TASK STATEMENT - Copy every row below, replacing each "pixel coordinates" with "image coordinates" and leaving everything else unchanged.

SOURCE RECORDS -
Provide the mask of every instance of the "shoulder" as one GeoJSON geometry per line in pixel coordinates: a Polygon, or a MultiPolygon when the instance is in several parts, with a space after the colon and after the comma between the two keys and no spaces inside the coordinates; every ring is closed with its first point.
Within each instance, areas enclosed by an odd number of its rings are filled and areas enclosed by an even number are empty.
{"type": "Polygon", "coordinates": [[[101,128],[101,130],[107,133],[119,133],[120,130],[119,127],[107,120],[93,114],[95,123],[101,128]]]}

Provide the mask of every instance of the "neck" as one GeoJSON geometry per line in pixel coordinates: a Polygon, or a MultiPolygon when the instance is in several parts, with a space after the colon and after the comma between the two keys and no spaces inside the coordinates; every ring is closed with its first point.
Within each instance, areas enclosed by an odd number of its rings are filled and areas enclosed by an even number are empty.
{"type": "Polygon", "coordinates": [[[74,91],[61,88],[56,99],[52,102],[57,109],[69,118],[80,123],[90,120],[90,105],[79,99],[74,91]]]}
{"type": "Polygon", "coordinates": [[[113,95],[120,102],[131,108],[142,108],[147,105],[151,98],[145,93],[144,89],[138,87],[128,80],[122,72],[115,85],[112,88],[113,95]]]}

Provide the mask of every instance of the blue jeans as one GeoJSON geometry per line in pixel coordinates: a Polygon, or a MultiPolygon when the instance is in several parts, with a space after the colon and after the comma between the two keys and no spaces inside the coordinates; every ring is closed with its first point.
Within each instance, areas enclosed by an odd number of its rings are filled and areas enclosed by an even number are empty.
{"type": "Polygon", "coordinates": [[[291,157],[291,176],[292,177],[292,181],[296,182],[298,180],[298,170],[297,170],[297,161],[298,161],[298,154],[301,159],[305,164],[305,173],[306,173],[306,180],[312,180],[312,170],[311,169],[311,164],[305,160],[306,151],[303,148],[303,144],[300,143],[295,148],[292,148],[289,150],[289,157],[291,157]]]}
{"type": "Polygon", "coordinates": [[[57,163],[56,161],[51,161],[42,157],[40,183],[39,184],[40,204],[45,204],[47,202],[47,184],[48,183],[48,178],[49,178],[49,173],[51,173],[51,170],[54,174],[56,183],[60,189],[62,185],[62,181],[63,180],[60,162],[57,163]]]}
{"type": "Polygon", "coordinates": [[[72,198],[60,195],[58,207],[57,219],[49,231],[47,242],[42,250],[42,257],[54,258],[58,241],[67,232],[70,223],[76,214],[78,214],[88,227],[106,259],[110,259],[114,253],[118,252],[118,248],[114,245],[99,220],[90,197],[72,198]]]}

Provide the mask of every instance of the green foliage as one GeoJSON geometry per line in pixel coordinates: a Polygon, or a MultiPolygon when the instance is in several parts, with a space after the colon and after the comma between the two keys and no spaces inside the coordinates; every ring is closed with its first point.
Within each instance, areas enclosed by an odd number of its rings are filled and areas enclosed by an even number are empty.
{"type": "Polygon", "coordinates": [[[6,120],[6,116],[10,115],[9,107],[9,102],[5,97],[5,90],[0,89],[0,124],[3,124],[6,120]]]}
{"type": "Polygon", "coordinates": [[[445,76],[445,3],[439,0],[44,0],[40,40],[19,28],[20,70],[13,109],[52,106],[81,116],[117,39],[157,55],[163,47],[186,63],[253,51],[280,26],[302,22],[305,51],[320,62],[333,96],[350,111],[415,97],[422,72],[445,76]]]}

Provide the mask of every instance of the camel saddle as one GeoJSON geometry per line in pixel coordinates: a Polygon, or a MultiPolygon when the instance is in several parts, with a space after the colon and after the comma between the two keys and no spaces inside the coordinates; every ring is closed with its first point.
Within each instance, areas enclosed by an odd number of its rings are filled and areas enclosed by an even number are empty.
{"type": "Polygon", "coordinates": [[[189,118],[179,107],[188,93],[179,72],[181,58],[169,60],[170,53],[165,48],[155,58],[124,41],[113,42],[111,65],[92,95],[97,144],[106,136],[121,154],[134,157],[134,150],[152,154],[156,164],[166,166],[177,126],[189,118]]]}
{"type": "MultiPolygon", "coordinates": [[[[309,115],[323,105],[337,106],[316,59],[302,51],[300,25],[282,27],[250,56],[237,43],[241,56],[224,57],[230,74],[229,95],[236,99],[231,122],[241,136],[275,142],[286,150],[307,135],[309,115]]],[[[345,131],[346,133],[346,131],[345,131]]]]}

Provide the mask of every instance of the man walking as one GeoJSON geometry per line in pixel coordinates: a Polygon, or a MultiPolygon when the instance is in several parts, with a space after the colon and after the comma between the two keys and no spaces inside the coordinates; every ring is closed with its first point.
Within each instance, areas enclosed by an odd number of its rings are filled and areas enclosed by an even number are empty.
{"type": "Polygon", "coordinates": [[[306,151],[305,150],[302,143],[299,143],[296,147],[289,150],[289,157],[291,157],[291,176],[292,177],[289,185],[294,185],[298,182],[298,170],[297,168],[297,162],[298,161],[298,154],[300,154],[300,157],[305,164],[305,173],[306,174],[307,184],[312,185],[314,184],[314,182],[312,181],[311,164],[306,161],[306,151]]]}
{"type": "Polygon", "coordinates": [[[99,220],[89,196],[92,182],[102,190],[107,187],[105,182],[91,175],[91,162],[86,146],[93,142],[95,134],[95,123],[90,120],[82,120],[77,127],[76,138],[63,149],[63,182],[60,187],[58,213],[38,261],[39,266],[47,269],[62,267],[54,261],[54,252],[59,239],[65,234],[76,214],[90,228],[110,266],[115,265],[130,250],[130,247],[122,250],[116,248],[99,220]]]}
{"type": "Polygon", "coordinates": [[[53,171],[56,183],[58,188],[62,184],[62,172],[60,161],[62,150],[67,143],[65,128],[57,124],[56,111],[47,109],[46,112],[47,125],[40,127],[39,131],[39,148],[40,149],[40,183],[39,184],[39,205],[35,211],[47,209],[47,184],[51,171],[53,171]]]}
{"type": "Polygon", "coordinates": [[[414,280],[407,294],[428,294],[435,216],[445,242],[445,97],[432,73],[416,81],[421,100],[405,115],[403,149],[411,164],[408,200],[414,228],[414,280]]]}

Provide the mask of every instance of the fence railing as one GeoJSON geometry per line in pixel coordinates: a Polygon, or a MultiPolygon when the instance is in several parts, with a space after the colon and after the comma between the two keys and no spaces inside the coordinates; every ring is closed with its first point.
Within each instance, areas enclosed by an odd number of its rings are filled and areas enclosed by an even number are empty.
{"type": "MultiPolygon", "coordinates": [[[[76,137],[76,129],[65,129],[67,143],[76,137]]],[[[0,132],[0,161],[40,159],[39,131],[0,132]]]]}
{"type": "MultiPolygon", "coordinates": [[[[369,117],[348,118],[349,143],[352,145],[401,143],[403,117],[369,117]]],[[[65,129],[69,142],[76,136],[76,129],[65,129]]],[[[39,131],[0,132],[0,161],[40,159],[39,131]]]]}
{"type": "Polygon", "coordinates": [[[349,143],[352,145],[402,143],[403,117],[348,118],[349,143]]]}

ANSWER TO THE PROBLEM -
Provide the mask of every instance of the "shoulder" as one GeoJSON geometry per line in image coordinates: a Polygon, or a MultiPolygon when the instance is in several parts, with a space after the colon and after the comma between the two keys and no spaces inside the coordinates; every ring is closed with its first point.
Within each instance, areas enclosed by an odd number of its rings are filled and areas enclosed by an even number are empty.
{"type": "Polygon", "coordinates": [[[101,128],[101,130],[107,133],[119,133],[120,130],[119,127],[107,120],[93,114],[95,123],[101,128]]]}

Provide the mask of every instance of the "neck" as one GeoJSON geometry per line in image coordinates: a Polygon, or a MultiPolygon when the instance is in several parts, with a space after the colon and after the comma between the two keys and no spaces inside the coordinates; every ring is closed with its first point.
Within each instance, areas enclosed by an odd number of its rings are filled and areas enclosed by an even number are empty.
{"type": "Polygon", "coordinates": [[[74,91],[61,88],[56,99],[52,102],[57,109],[69,118],[80,123],[90,120],[90,105],[79,99],[74,91]]]}
{"type": "Polygon", "coordinates": [[[113,95],[120,102],[131,108],[142,108],[147,105],[151,98],[145,93],[144,89],[138,87],[128,80],[122,72],[115,85],[112,88],[113,95]]]}

Provide the mask of every instance of the blue jeans as one GeoJSON geometry per line in image coordinates: a Polygon, or a MultiPolygon when the instance is in several parts, with a space after the colon and after the comma between the two keys and no spaces inside the coordinates; every ring is closed with its first point.
Within each instance, areas enclosed by an odd number of its rings are filled and areas enclosed by an even number are empty.
{"type": "Polygon", "coordinates": [[[291,157],[291,176],[292,177],[292,181],[296,182],[298,180],[298,170],[297,170],[297,161],[298,161],[298,154],[301,159],[305,164],[305,173],[306,173],[306,180],[312,180],[312,170],[311,169],[311,164],[305,160],[306,151],[303,148],[303,144],[300,143],[295,148],[292,148],[289,150],[289,157],[291,157]]]}
{"type": "Polygon", "coordinates": [[[57,163],[56,161],[51,161],[42,157],[40,183],[39,184],[40,204],[45,204],[47,202],[47,184],[48,183],[48,178],[49,178],[49,173],[51,173],[51,170],[54,174],[56,183],[60,189],[62,185],[62,181],[63,180],[60,162],[57,163]]]}
{"type": "Polygon", "coordinates": [[[72,198],[60,195],[58,207],[57,219],[49,231],[47,242],[42,250],[42,257],[54,258],[58,241],[67,232],[70,223],[76,214],[78,214],[88,227],[106,259],[110,259],[114,253],[118,252],[118,248],[114,245],[99,220],[90,197],[72,198]]]}

Provide the mask of every instance of the green foliage as one GeoJSON geometry per line in image coordinates: a Polygon, or a MultiPolygon when the instance is in several parts, with a space after the colon and after the comma between the two keys and no spaces inside the coordinates; every ring is closed with its first point.
Within each instance, areas enclosed by an odd number of its rings are filled and areas enclosed by an even number are empty.
{"type": "Polygon", "coordinates": [[[6,120],[6,116],[10,115],[9,107],[9,102],[5,97],[5,90],[0,89],[0,124],[3,124],[6,120]]]}
{"type": "Polygon", "coordinates": [[[445,76],[445,3],[439,0],[44,0],[40,40],[19,28],[20,70],[13,109],[52,106],[81,116],[117,39],[157,55],[163,47],[186,63],[253,51],[280,26],[302,22],[305,51],[320,62],[333,96],[350,111],[415,97],[422,72],[445,76]]]}

Provide the mask of every instance of the camel saddle as one GeoJSON geometry per line in image coordinates: a Polygon, or a MultiPolygon when the instance is in several parts, with a space after the colon and after the comma between the two keys and no spaces inside the coordinates; every ring is closed with its first point.
Within each instance, areas enclosed by an odd number of its rings are filled and areas enclosed by an even number are empty.
{"type": "Polygon", "coordinates": [[[189,118],[179,107],[188,93],[179,72],[181,58],[169,60],[170,53],[165,48],[155,58],[124,41],[113,42],[111,65],[92,95],[97,144],[106,136],[121,154],[134,157],[134,150],[152,154],[156,164],[166,166],[177,126],[189,118]]]}
{"type": "MultiPolygon", "coordinates": [[[[309,115],[323,105],[337,106],[316,59],[302,51],[300,25],[282,27],[250,56],[237,43],[241,56],[224,57],[230,74],[229,95],[236,99],[231,122],[241,136],[275,142],[286,150],[307,135],[309,115]]],[[[345,131],[346,133],[346,131],[345,131]]]]}

Provide the mask of every instance of the man walking as one GeoJSON geometry per line in image coordinates: a Polygon, or a MultiPolygon when the instance is in several parts, with a space after the colon and after the comma between the two keys and no spaces inside the coordinates; every ring is closed with its first point.
Within each instance, areas enclosed by an odd number of its rings are filled and areas enclosed by an even number are empty.
{"type": "Polygon", "coordinates": [[[306,151],[305,150],[302,143],[299,143],[296,147],[289,150],[289,157],[291,157],[291,176],[292,177],[289,185],[294,185],[298,182],[298,170],[297,168],[297,162],[298,161],[298,154],[300,154],[300,157],[305,164],[305,173],[306,174],[307,184],[312,185],[314,184],[314,182],[312,181],[311,164],[306,161],[306,151]]]}
{"type": "Polygon", "coordinates": [[[99,220],[89,196],[92,182],[102,190],[107,187],[105,182],[91,175],[91,162],[86,146],[93,142],[95,134],[95,123],[90,120],[82,120],[77,127],[76,138],[63,149],[63,182],[60,187],[58,213],[38,261],[39,266],[47,269],[62,267],[54,261],[54,252],[59,239],[65,234],[76,214],[90,228],[110,266],[115,265],[130,250],[130,247],[122,250],[116,248],[99,220]]]}
{"type": "Polygon", "coordinates": [[[53,171],[56,183],[58,188],[62,184],[62,172],[60,161],[62,150],[67,143],[65,128],[57,124],[56,111],[47,109],[46,112],[47,125],[40,127],[39,131],[39,148],[40,149],[40,183],[39,184],[39,205],[35,211],[47,209],[47,184],[51,171],[53,171]]]}
{"type": "Polygon", "coordinates": [[[414,280],[407,294],[428,294],[435,216],[445,242],[445,97],[432,73],[416,81],[421,100],[405,115],[403,149],[411,164],[408,200],[414,228],[414,280]]]}

Provide the mask of every instance of the fence railing as one GeoJSON geometry per line in image coordinates: a Polygon, or a MultiPolygon when the instance is in several parts, with a space after the colon and after the comma between the two keys and no spaces inside the coordinates; every ring is closed with its first point.
Within each instance, areas enclosed by an odd number of its rings are filled and areas enclosed by an even number are empty.
{"type": "MultiPolygon", "coordinates": [[[[76,137],[76,129],[65,129],[67,143],[76,137]]],[[[0,132],[0,161],[40,159],[39,131],[0,132]]]]}
{"type": "MultiPolygon", "coordinates": [[[[369,117],[348,118],[349,143],[352,145],[401,143],[403,117],[369,117]]],[[[65,129],[69,142],[76,136],[76,129],[65,129]]],[[[39,131],[0,132],[0,161],[40,159],[39,131]]]]}
{"type": "Polygon", "coordinates": [[[349,143],[352,145],[402,143],[403,117],[348,118],[349,143]]]}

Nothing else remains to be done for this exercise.